## AUFGABE A
Formatiere die Datensätze von der Zeile mit „Where can you spot the blurred“ bis zur Zeile mit „column 959, row 215“, beide Zeilen eingeschlossen, als Markdown-Tabelle mit den Spalten „Nummer“ und „Zeile“. Leerzeilen lässt du dabei weg.

─── TEXTAUSZUG ───

Eingeschränkte Lehre

Streit um den freien Zugang zu wissenschaftlichen Inhalten im Internet: Verlage wollen digitale Semesterapparate verhindern, in denen Studierende die wichtigsten Materialen für ihre Seminare finden. Noch schützt ein eigener „E-Learning-Paragraf“ diese Onlinesammlungen.

Zusammenkopierte Reader stehen neben Quellenverzeichnissen, Essaysammlungen neben den wichtigsten Monografien. So kannten Generationen von Studierenden ihre „Semesterapparate“, die sie in den Unibibliotheken fanden. Die wichtigsten Materialien für die Seminare waren darin auf einem Regal zusammengestellt, leicht konnten so Unterlagen kopiert werden. Inzwischen finden Studierende ihre Semesterapparate oft online: In digitalen Versionen sind die Materialien im Intranet der Hochschulen gespeichert. Eigentlich urheberrechtlich geschützte Artikel und elektronische Lehrmaterialien werden dort auszugsweise freigegeben. Ein eigener „E-Learning-Paragraf“ im Urheberrecht erlaubt das bisher. Er schützt auch Materialsammlungen für den Unterricht in Schulen oder in Einrichtungen der beruflichen Weiterbildung. Doch nun gehen die großen Wissenschaftsverlage dagegen vor. An den Hochschulen wird bereits befürchtet, digitale Semesterapparate könnten ganz vor dem Aus stehen. Sie werfen den Verlagen vor, sie wollten mit ihren Publikationen noch mehr Geld als ohnehin schon verdienen. Wegen ihrer Preispolitik stehen die Verlage bei den Unis seit langem in der Kritik.

Zwar wurde der für die Semesterapparate entscheidende Paragraf 52a des Urheberrechts erst im November um zwei Jahre vom Bundestag verlängert. Danach dürfen „veröffentlichte kleine Teile eines Werkes, Werke geringen Umfangs sowie einzelne Beiträge aus Zeitungen oder Zeitschriften“ für Unterricht und Forschung an Schulen und Hochschulen zugänglich gemacht werden – unter der Voraussetzung, dass nur ein kleiner Kreis darauf zugreifen kann. Doch der Paragraf ist unklar formuliert. Das nutzen die Verlage aus. Immer öfter treffen sie sich mit Hochschulen vor Gericht, um deren Nutzung von Texten möglichst weit einzuschränken.

───

## AUFGABE B
Welchen Paragrafen des Urheberrechts hat der Bundestag laut dem Text über digitale Semesterapparate im November um zwei Jahre verlängert?

─── EXTRAHIERTE DATEN ───

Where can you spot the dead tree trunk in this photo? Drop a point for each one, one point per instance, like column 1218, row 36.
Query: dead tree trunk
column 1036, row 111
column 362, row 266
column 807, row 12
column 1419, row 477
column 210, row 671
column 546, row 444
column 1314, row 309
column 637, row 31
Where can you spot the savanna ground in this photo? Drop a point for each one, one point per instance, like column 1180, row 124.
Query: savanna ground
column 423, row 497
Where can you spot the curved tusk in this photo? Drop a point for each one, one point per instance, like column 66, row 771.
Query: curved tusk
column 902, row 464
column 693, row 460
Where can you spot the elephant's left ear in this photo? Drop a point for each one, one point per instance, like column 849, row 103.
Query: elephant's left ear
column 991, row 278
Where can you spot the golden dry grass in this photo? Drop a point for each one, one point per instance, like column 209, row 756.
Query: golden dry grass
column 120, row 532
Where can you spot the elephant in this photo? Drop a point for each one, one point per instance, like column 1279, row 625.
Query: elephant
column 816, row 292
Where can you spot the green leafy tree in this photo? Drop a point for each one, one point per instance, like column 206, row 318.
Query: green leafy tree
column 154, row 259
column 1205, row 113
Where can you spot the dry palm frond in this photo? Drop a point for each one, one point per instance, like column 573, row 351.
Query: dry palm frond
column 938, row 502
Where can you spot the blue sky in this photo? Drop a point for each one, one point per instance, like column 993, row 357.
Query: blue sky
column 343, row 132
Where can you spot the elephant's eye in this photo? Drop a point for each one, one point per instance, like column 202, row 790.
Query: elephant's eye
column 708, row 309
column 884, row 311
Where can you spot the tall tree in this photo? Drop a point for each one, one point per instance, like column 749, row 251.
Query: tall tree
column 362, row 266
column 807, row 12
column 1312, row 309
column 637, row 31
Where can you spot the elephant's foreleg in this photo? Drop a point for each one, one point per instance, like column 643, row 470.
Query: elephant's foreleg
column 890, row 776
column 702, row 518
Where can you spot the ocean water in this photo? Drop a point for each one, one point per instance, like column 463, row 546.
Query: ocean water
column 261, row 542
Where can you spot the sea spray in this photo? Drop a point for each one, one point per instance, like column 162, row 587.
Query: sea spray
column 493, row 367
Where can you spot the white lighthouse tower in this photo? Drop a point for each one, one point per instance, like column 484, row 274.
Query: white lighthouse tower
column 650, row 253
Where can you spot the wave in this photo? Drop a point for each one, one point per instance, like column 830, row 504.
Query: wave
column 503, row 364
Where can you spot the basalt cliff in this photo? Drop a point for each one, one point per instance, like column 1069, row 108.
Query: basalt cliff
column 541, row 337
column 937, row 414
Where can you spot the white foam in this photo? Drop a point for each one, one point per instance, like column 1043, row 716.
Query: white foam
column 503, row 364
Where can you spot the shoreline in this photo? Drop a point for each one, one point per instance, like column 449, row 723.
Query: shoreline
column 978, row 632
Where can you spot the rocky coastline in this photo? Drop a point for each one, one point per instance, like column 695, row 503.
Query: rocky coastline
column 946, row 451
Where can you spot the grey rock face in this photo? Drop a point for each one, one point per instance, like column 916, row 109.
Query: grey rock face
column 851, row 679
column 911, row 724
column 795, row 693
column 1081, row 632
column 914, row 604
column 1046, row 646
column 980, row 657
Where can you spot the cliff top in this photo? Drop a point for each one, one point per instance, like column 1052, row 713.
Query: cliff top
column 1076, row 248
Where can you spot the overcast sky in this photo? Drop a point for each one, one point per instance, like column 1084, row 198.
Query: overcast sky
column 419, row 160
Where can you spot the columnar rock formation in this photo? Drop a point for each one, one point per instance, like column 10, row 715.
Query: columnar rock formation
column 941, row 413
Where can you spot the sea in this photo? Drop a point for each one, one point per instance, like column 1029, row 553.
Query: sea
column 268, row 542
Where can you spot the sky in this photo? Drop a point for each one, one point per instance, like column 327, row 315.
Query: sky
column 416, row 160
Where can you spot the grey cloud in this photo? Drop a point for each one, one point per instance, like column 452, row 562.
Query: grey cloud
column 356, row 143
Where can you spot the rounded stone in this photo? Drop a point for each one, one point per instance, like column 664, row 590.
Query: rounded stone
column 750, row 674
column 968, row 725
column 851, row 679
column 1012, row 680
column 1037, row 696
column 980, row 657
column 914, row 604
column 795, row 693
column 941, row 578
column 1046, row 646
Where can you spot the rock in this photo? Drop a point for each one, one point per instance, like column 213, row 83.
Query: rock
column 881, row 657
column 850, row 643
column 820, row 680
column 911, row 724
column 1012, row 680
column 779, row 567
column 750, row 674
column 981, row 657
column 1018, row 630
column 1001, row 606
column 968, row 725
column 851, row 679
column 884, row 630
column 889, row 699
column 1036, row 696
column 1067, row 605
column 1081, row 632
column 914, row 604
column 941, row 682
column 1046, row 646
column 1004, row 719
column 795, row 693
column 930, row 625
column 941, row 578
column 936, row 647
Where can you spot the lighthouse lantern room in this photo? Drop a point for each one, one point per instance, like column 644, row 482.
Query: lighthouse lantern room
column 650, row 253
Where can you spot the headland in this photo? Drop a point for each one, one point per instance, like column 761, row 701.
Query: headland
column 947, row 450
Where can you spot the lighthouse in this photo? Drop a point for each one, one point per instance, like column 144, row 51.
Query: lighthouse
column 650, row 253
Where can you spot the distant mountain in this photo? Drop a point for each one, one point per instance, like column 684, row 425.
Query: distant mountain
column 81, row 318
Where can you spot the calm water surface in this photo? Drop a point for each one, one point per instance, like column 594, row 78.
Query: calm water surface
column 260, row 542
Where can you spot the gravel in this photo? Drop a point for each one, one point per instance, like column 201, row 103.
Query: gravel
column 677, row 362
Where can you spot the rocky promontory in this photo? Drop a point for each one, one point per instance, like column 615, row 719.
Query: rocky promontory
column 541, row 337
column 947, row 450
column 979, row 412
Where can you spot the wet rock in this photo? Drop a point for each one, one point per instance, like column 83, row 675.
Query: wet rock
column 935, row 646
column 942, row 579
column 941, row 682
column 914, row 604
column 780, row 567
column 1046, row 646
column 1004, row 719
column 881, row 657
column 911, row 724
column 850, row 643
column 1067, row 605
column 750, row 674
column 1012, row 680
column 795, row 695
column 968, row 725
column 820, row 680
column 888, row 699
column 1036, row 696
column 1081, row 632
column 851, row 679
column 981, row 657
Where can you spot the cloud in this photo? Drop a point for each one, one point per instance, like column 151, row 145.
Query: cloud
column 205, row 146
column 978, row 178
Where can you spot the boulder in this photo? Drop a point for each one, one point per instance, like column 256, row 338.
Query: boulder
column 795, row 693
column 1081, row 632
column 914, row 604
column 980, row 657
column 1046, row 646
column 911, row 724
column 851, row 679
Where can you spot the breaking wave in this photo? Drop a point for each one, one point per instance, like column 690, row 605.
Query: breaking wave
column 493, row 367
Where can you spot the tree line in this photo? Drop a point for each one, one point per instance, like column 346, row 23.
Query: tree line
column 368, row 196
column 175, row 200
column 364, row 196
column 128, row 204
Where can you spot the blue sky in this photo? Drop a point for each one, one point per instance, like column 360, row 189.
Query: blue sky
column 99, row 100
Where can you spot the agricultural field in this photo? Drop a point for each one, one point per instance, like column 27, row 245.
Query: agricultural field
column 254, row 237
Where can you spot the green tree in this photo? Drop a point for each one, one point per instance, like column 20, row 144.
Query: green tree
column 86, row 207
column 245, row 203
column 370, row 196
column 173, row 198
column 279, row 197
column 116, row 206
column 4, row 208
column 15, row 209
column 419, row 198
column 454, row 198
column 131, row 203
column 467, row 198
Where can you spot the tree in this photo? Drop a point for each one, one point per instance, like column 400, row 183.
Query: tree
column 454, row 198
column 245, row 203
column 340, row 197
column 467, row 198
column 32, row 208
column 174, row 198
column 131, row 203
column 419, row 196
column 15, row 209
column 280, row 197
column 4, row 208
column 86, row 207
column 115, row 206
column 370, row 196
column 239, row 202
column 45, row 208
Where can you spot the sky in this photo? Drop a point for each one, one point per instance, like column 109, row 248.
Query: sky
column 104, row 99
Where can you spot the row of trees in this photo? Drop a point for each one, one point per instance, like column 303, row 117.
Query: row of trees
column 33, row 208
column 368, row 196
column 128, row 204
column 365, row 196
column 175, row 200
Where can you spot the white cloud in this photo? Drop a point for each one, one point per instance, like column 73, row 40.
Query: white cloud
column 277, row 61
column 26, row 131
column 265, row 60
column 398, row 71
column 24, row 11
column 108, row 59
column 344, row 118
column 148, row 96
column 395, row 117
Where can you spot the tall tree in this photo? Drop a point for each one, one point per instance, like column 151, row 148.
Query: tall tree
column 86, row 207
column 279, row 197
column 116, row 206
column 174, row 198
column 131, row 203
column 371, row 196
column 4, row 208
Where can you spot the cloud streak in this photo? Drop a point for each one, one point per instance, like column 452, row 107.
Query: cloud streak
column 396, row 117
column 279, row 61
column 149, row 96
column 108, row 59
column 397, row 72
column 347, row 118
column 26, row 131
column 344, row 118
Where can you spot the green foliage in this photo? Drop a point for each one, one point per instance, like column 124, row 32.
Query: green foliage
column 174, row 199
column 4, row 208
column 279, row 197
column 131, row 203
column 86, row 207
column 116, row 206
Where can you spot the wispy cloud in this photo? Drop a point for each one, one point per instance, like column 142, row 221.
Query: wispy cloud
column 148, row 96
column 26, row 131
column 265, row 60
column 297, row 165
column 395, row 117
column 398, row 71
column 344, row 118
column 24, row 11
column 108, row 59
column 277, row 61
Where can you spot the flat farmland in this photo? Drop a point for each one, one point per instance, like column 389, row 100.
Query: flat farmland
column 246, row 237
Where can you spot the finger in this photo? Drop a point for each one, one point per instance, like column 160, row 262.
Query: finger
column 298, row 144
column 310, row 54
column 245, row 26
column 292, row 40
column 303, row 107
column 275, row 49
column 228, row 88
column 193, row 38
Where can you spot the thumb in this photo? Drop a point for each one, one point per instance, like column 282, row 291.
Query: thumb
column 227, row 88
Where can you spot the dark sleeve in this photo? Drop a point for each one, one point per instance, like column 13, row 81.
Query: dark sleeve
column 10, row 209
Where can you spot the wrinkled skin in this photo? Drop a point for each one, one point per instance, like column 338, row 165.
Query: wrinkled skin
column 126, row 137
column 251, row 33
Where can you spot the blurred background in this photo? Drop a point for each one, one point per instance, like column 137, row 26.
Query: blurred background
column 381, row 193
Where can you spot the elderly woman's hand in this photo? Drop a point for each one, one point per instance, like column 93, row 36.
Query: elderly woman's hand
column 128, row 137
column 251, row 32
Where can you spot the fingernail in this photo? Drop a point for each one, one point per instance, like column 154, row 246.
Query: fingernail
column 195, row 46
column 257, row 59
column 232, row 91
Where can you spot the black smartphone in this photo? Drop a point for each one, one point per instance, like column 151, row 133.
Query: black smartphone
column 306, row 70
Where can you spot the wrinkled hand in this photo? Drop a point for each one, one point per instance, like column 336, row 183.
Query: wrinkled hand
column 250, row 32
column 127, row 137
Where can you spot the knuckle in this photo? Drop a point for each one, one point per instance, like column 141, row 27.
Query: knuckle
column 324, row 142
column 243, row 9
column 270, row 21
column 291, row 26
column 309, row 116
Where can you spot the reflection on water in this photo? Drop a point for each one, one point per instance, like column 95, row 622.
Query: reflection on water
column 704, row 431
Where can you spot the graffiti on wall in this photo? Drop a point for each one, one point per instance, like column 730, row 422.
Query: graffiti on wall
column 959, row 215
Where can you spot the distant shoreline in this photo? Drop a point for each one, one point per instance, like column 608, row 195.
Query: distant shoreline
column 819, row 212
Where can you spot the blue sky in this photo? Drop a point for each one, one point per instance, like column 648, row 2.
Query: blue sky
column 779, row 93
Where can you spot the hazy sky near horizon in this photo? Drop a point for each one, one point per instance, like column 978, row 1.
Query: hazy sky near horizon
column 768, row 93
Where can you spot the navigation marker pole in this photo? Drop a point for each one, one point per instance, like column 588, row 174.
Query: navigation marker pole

───

## AUSGABE A
| Nummer | Zeile |
|---|---|
| 1 | Where can you spot the blurred background in this photo? Drop a point for each one, one point per instance, like column 137, row 26. |
| 2 | Query: blurred background |
| 3 | column 381, row 193 |
| 4 | Where can you spot the elderly woman's hand in this photo? Drop a point for each one, one point per instance, like column 93, row 36. |
| 5 | Query: elderly woman's hand |
| 6 | column 128, row 137 |
| 7 | column 251, row 32 |
| 8 | Where can you spot the fingernail in this photo? Drop a point for each one, one point per instance, like column 154, row 246. |
| 9 | Query: fingernail |
| 10 | column 195, row 46 |
| 11 | column 257, row 59 |
| 12 | column 232, row 91 |
| 13 | Where can you spot the black smartphone in this photo? Drop a point for each one, one point per instance, like column 151, row 133. |
| 14 | Query: black smartphone |
| 15 | column 306, row 70 |
| 16 | Where can you spot the wrinkled hand in this photo? Drop a point for each one, one point per instance, like column 336, row 183. |
| 17 | Query: wrinkled hand |
| 18 | column 250, row 32 |
| 19 | column 127, row 137 |
| 20 | Where can you spot the knuckle in this photo? Drop a point for each one, one point per instance, like column 141, row 27. |
| 21 | Query: knuckle |
| 22 | column 324, row 142 |
| 23 | column 243, row 9 |
| 24 | column 270, row 21 |
| 25 | column 291, row 26 |
| 26 | column 309, row 116 |
| 27 | Where can you spot the reflection on water in this photo? Drop a point for each one, one point per instance, like column 95, row 622. |
| 28 | Query: reflection on water |
| 29 | column 704, row 431 |
| 30 | Where can you spot the graffiti on wall in this photo? Drop a point for each one, one point per instance, like column 730, row 422. |
| 31 | Query: graffiti on wall |
| 32 | column 959, row 215 |

## AUSGABE B
Den Paragrafen 52a.